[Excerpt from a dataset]
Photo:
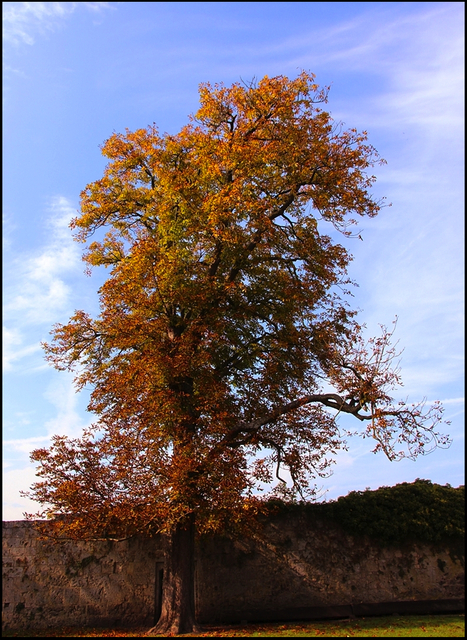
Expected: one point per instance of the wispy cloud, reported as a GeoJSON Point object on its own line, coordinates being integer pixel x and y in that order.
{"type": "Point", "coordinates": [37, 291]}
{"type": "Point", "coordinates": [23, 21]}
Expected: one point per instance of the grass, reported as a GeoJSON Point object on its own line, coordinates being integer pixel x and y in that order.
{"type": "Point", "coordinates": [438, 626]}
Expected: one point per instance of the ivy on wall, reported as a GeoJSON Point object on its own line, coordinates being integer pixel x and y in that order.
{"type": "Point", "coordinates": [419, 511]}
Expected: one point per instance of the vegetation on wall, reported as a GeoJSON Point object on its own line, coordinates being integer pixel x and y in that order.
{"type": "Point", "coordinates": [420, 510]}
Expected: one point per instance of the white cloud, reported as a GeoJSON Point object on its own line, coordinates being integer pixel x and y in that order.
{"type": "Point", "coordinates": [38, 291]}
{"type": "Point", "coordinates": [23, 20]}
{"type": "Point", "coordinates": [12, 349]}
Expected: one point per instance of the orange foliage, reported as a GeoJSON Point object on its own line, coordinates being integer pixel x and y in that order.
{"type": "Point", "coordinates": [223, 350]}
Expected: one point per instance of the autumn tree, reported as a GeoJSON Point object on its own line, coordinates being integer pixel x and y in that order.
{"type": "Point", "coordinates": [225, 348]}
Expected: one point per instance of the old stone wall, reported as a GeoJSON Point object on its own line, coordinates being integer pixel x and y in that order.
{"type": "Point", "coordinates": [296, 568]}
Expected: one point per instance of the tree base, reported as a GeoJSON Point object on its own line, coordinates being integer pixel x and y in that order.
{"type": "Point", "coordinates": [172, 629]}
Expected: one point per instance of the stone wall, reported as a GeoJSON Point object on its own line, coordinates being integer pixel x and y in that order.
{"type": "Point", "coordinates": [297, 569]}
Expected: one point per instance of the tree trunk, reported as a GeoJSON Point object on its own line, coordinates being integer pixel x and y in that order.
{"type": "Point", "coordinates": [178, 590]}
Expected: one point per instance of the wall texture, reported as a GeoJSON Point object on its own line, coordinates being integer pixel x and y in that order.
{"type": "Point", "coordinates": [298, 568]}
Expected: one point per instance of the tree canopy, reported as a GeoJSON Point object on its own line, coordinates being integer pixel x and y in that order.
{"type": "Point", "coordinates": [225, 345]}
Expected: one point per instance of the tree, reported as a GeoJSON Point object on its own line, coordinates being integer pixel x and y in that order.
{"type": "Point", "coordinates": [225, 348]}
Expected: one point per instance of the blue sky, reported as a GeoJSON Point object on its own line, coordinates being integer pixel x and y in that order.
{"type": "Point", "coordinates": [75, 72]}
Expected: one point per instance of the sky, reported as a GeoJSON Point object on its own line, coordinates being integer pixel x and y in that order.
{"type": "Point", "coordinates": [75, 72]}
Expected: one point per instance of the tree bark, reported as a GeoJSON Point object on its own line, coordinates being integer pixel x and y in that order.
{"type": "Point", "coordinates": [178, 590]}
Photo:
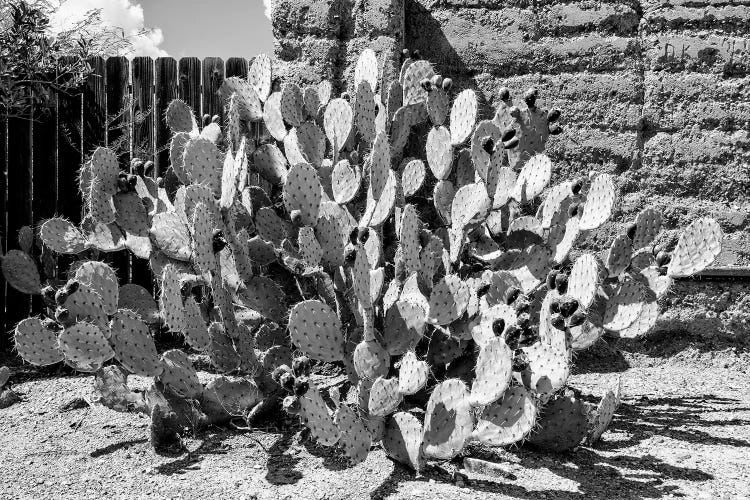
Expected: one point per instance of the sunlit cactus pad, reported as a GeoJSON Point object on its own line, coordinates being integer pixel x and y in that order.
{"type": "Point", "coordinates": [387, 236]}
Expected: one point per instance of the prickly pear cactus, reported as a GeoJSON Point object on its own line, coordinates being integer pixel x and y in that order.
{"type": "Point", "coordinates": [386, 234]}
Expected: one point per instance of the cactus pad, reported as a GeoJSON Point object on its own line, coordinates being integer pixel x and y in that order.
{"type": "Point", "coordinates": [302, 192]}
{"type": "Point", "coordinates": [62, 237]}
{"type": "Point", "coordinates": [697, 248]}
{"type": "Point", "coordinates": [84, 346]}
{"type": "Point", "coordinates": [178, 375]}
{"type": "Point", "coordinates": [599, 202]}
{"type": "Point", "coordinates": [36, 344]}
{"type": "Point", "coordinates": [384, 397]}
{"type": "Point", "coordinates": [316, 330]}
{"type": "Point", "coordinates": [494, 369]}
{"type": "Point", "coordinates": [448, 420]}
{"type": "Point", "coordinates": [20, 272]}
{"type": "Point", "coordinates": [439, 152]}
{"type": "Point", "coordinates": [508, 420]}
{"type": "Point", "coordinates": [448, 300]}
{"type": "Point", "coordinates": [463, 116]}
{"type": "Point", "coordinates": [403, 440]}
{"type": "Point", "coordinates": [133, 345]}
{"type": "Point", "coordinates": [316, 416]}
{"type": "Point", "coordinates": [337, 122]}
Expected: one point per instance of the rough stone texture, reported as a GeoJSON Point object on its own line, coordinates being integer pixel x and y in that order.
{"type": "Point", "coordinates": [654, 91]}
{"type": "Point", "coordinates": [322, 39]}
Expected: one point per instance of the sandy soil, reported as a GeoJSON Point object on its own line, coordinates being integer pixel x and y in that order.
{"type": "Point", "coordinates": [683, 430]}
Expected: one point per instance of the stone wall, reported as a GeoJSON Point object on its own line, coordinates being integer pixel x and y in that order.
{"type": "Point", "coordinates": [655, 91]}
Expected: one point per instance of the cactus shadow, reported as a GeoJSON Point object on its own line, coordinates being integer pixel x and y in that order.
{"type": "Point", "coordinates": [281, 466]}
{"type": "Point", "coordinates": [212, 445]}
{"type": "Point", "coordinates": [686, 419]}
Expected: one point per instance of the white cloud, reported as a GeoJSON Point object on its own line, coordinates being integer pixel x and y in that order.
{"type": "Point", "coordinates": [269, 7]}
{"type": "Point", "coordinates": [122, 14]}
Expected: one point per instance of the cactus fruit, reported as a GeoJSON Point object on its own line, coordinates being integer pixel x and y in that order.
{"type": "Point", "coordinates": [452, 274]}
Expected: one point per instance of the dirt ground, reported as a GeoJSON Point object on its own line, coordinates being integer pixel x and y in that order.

• **Problem requirements**: Retype all of the entries exactly as written, leaving out any images.

• **The response**:
Photo:
Expected: one point per instance of the wispy cloud, reported as a GeoJSON Point object on its own line, coordinates being integer pixel x and y in that order.
{"type": "Point", "coordinates": [37, 291]}
{"type": "Point", "coordinates": [23, 21]}
Expected: one point per instance of the grass, reported as a GeoJSON Point object on its own line, coordinates being integer pixel x and y in that order.
{"type": "Point", "coordinates": [438, 626]}
Expected: one point per instance of the ivy on wall, reported as a GeoJSON Point object on its own line, coordinates being integer pixel x and y in that order.
{"type": "Point", "coordinates": [419, 511]}
Expected: one point per instance of the vegetation on wall, reported as a GeoJSON Point object on its own line, coordinates being integer pixel x and y in that order.
{"type": "Point", "coordinates": [420, 510]}
Expected: one point per instance of the white cloud, reported as a GeoJSON Point object on its own line, coordinates being integer pixel x and y in that order.
{"type": "Point", "coordinates": [38, 291]}
{"type": "Point", "coordinates": [23, 20]}
{"type": "Point", "coordinates": [12, 349]}
Expected: one point per instance of the orange foliage, reported as a GeoJSON Point object on its own line, coordinates being integer pixel x and y in that order.
{"type": "Point", "coordinates": [223, 350]}
Expected: one point per instance of the autumn tree, reported as a GeoJSON Point object on its own line, coordinates being integer pixel x and y in that order.
{"type": "Point", "coordinates": [225, 348]}
Expected: one point per instance of the old stone wall, reported as a GeoJSON Point object on its own line, coordinates being integer pixel x and y in that order.
{"type": "Point", "coordinates": [296, 568]}
Expected: one point per instance of the tree base, reported as a GeoJSON Point object on its own line, coordinates being integer pixel x and y in that order.
{"type": "Point", "coordinates": [172, 629]}
Expected: one point per instance of the stone wall, reported as a GeoJSON Point object on its own line, coordinates being integer pixel x and y in that order.
{"type": "Point", "coordinates": [297, 569]}
Expected: one point per instance of the tree trunk, reported as a GeoJSON Point object on its own line, coordinates being integer pixel x and y in that order.
{"type": "Point", "coordinates": [178, 590]}
Expected: one point per instance of the wall texture, reported as a GeoJSON Point object on its own line, coordinates being integer pixel x and y in that order.
{"type": "Point", "coordinates": [298, 568]}
Expected: one point per instance of the tree canopy, reported as a GeoJSON Point object on its own line, coordinates being integer pixel x and y in that order.
{"type": "Point", "coordinates": [225, 345]}
Expected: one point per instance of the tree, reported as a GeoJSON Point object on its own line, coordinates being integer pixel x and y in that order.
{"type": "Point", "coordinates": [225, 348]}
Expected: one point per instance of the blue sky, reported as a GeoJSON Point object on its own line, coordinates being integer pixel x and y in that order.
{"type": "Point", "coordinates": [75, 72]}
Expected: one point per instance of the sky, reported as a GeoJSON Point object on its own line, coordinates being integer pixel x and y in that order.
{"type": "Point", "coordinates": [75, 72]}
Expected: one point per instance of the tree bark, reported as a GeoJSON Point object on its own line, coordinates being integer pixel x and y in that order.
{"type": "Point", "coordinates": [178, 590]}
Photo:
Expected: one point per instance of the sunlit cactus pad, reported as a GeoJSON Point object on its own line, coordinates being integer pixel x and y in that order.
{"type": "Point", "coordinates": [387, 236]}
Expected: one point per instance of the prickly pear cactus, reported as a GeoJSON Point object on its own line, coordinates being integer pixel x and y in that order.
{"type": "Point", "coordinates": [386, 234]}
Expected: one point per instance of the cactus pad, reported as a GeoJSON Point object on its own line, coordinates being integer pixel x and y in that order.
{"type": "Point", "coordinates": [302, 192]}
{"type": "Point", "coordinates": [62, 237]}
{"type": "Point", "coordinates": [697, 248]}
{"type": "Point", "coordinates": [84, 346]}
{"type": "Point", "coordinates": [178, 375]}
{"type": "Point", "coordinates": [599, 202]}
{"type": "Point", "coordinates": [36, 344]}
{"type": "Point", "coordinates": [384, 397]}
{"type": "Point", "coordinates": [316, 330]}
{"type": "Point", "coordinates": [494, 369]}
{"type": "Point", "coordinates": [448, 420]}
{"type": "Point", "coordinates": [20, 272]}
{"type": "Point", "coordinates": [439, 152]}
{"type": "Point", "coordinates": [508, 420]}
{"type": "Point", "coordinates": [448, 300]}
{"type": "Point", "coordinates": [463, 116]}
{"type": "Point", "coordinates": [403, 440]}
{"type": "Point", "coordinates": [133, 345]}
{"type": "Point", "coordinates": [316, 416]}
{"type": "Point", "coordinates": [337, 122]}
Expected: one point per instance of the rough stone texture, reported as a GeoJSON Point object on its own line, coordinates being integer pixel x and y in that order.
{"type": "Point", "coordinates": [654, 91]}
{"type": "Point", "coordinates": [322, 39]}
Expected: one point per instance of the sandy soil, reported as a GeoJSON Point object on its own line, coordinates being integer pixel x and y in that order.
{"type": "Point", "coordinates": [683, 430]}
Expected: one point per instance of the stone wall, reported as a GeoJSON Point object on its own line, coordinates being integer pixel x and y in that order.
{"type": "Point", "coordinates": [655, 91]}
Expected: one point per instance of the cactus shadow, reported as a GeoJSON Point object on its own line, coordinates being integer pixel x and y in that order.
{"type": "Point", "coordinates": [281, 466]}
{"type": "Point", "coordinates": [212, 445]}
{"type": "Point", "coordinates": [686, 419]}
Expected: one point per instance of the white cloud, reported as a GeoJSON Point object on its own line, coordinates being integer pixel x and y in that order.
{"type": "Point", "coordinates": [269, 7]}
{"type": "Point", "coordinates": [122, 14]}
Expected: one point per instance of the cactus fruit, reported as a GeoJSON Point object on its own line, coordinates being integer pixel x and y in that order.
{"type": "Point", "coordinates": [452, 274]}
Expected: one point per instance of the dirt ground, reported as a GeoJSON Point object on its own line, coordinates being integer pixel x and y in that order.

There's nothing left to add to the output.